Assignment — Every record below needs to be retyped exactly as it appears.

Source data —
┌──

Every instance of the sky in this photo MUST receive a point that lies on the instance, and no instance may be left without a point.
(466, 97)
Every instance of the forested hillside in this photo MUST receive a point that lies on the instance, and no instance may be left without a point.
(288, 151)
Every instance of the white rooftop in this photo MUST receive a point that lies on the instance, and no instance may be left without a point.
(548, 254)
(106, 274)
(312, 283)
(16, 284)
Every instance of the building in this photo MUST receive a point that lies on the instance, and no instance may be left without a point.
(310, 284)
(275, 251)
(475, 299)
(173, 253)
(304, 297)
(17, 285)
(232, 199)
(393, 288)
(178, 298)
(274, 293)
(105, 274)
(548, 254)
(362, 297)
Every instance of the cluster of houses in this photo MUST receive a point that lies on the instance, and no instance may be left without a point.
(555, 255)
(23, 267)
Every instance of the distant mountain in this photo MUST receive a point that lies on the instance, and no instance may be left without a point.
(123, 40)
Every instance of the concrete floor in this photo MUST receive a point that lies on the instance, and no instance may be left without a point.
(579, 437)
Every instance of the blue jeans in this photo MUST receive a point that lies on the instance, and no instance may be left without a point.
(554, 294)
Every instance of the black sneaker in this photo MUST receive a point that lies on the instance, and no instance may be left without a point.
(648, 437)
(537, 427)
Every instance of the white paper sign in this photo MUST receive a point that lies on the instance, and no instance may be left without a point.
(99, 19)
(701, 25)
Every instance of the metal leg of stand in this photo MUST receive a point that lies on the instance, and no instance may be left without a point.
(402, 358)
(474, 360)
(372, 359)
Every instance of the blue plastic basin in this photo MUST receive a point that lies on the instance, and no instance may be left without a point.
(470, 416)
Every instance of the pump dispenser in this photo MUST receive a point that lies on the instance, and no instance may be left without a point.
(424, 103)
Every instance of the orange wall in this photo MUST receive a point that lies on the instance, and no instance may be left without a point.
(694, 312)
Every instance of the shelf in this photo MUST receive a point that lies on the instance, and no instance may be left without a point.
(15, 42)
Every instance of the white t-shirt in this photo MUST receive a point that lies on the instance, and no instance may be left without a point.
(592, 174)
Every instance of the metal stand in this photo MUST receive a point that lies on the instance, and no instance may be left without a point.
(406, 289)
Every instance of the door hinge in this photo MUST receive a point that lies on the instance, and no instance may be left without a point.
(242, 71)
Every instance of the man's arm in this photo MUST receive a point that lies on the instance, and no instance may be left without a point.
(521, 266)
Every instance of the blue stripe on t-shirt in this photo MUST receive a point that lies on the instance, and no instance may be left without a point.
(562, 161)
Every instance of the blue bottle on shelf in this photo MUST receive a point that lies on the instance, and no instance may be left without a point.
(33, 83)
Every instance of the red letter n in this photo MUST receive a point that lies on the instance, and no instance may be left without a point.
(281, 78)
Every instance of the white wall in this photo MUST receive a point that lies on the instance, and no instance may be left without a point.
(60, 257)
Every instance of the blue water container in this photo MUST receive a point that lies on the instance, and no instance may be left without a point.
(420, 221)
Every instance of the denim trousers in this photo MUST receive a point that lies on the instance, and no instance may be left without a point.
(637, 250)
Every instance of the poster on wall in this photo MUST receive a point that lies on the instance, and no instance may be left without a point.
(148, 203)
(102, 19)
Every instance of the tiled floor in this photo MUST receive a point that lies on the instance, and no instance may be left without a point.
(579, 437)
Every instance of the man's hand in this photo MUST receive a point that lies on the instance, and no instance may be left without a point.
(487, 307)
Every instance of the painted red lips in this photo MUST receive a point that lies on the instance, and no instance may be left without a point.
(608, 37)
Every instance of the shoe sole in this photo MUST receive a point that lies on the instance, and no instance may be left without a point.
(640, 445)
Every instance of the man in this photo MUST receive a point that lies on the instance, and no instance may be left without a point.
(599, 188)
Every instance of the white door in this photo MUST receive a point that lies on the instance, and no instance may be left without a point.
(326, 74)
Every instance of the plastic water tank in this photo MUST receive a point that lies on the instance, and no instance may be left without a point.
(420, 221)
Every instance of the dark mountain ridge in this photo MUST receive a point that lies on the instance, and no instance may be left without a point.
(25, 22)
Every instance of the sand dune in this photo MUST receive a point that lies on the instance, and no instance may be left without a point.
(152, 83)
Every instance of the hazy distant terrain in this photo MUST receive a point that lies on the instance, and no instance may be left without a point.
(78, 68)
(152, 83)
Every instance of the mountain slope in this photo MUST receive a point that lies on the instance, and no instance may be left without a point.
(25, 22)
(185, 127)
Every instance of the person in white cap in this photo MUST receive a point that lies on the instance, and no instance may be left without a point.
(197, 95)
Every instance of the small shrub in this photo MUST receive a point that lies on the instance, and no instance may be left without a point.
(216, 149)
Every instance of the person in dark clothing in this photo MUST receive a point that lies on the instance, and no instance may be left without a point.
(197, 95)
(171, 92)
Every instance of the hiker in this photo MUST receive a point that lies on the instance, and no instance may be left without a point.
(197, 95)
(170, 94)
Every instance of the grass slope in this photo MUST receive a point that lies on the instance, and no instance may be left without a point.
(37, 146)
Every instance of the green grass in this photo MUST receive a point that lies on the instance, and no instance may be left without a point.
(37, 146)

└──

Answer below —
Every instance of the sky in this photo MUST receive a point that lies on the instance, and no instance may be left without a point.
(466, 97)
Every instance of the forested hillside in this photo MUST receive a point that lies on the instance, and no instance may be left without a point.
(288, 151)
Every instance of the white rooftop in this photo MUST receive a point that lies on the instance, and no instance may be left without a point.
(548, 254)
(106, 274)
(312, 283)
(16, 284)
Every instance of the building in this photo MUST receive a point that lies on the instance, and no instance may be left without a point.
(310, 284)
(275, 251)
(475, 299)
(173, 253)
(304, 297)
(17, 285)
(232, 199)
(393, 288)
(178, 298)
(274, 293)
(105, 274)
(548, 254)
(362, 297)
Every instance of the cluster of houses in this photo MUST receive a point that lies on the instance, and no instance may be left without a point.
(555, 255)
(23, 267)
Every instance of the distant mountain in this photo MUST receive a point that lies on the instance, and no instance may be left without a point.
(123, 40)
Every instance of the concrete floor in this photo MUST receive a point that lies on the instance, and no instance may be left without a point.
(579, 437)
Every instance of the blue jeans in this photo MUST receive a point that lies on the instance, and no instance may be left without a point.
(554, 294)
Every instance of the black sneaker in this photo MUST receive a point that lies on the instance, and no instance may be left without a point.
(648, 437)
(537, 427)
Every instance of the white paper sign in this photo MUST receive a point that lies on the instance, and no instance may be left without a point.
(99, 19)
(701, 25)
Every instance of the metal leg of stand in this photo MUST receive a point that lies on the instance, and no instance may be left without a point.
(402, 358)
(474, 360)
(372, 359)
Every instance of the blue plastic basin in this photo MUST receive a point that lies on the instance, and no instance may be left without a point.
(470, 416)
Every instance of the pump dispenser in this photo MUST receive a point that lies on the instance, and no instance may be left without a point.
(424, 103)
Every instance of the orange wall in this photo MUST receive a point that lies on the instance, and no instance may be left without a point.
(694, 312)
Every instance of the shelf in this photo MUST receive a point that lies on the instance, and no instance may be left without a point.
(15, 42)
Every instance of the white t-shirt in this photo MUST receive a point that lies on the instance, and no instance may be left without a point.
(592, 174)
Every instance of the metal stand in this photo MUST receive a point that lies on the instance, and no instance may be left without a point.
(406, 289)
Every instance of the door hinge in this photo MUST receive a point that lies on the instance, and no instance may be left without a point.
(242, 71)
Every instance of the man's arm in this photo MUST receive a point that lies on the instance, and no instance may be left without a point.
(521, 266)
Every instance of the blue stripe on t-shirt in this photo MUST receive a point that lies on the instance, and no instance may be left without a point.
(562, 161)
Every instance of the blue bottle on shelf in this photo MUST receive a point that lies on the instance, and no instance may be left without a point.
(33, 83)
Every instance of the red letter n in this photo MUST receive a point that lies on the instance, and no instance may be left without a point.
(281, 78)
Every instance of the white wall in this photo MUST receive a point that lies on the instance, and no instance may be left without a point.
(60, 257)
Every instance of the blue water container in this photo MUST receive a point that lies on the instance, and no instance may be left without a point.
(420, 221)
Every instance of the denim trousers in this photo MUST receive a point that lies on the instance, and no instance may be left without a point.
(637, 250)
Every instance of the poster on wall in this photo MUST receive a point that lies on the instance, and no instance may be left without a point.
(148, 203)
(102, 19)
Every instance of the tiled floor in this photo MUST receive a point that lies on the instance, and no instance may be left without a point.
(579, 437)
Every instance of the man's hand in this photo MUST receive a point that lies on the instance, and no instance may be left without a point.
(487, 307)
Every instance of the painted red lips in this photo MUST receive a point that lies on the instance, and no instance may be left without a point.
(608, 37)
Every instance of the shoe sole in this photo MUST receive a point that lies on the instance, and no instance may be left without a point.
(640, 445)
Every instance of the man in this photo MUST receive a point that lies on the instance, and no instance may be left without a point.
(599, 188)
Every instance of the white door in this photo MUST receive a point that lies on the instance, and no instance may be left without a point.
(326, 74)
Every instance of the plastic water tank in this photo MUST receive a point that lies on the instance, and no instance may be left without a point.
(420, 221)
Every instance of the dark mountain ridge in this photo MUST receive a point that lies on the instance, and no instance may be left without a point.
(25, 22)
Every instance of the sand dune in this photo MUST receive a point that lies on the instance, and no instance may be left without a point.
(152, 83)
Every instance of the hazy distant terrain in this photo MUST receive a point that lies on the instance, and no instance may be left without a point.
(78, 68)
(152, 83)
Every instance of the mountain slope in this photo MUST receive a point that lies on the instance, and no instance may be left without a point.
(25, 22)
(185, 127)
Every instance of the person in white cap in this photo MUST receive a point that lies on the instance, and no instance may be left without a point.
(197, 95)
Every instance of the small shrub in this photo MUST receive a point that lies on the instance, and no instance may be left without a point.
(216, 149)
Every instance of the person in dark clothing in this photo MUST receive a point that lies on the instance, and no instance may be left without a point.
(197, 95)
(171, 92)
Every instance of the hiker in this photo MUST receive a point that lies on the instance, and no instance may be left without a point.
(197, 95)
(170, 94)
Every instance of the grass slope in this photo MUST receive a point that lies on the instance, and no instance may be left without a point.
(37, 146)
Every instance of the green grass in this photo MUST receive a point that lies on the instance, and no instance may be left without a point.
(37, 146)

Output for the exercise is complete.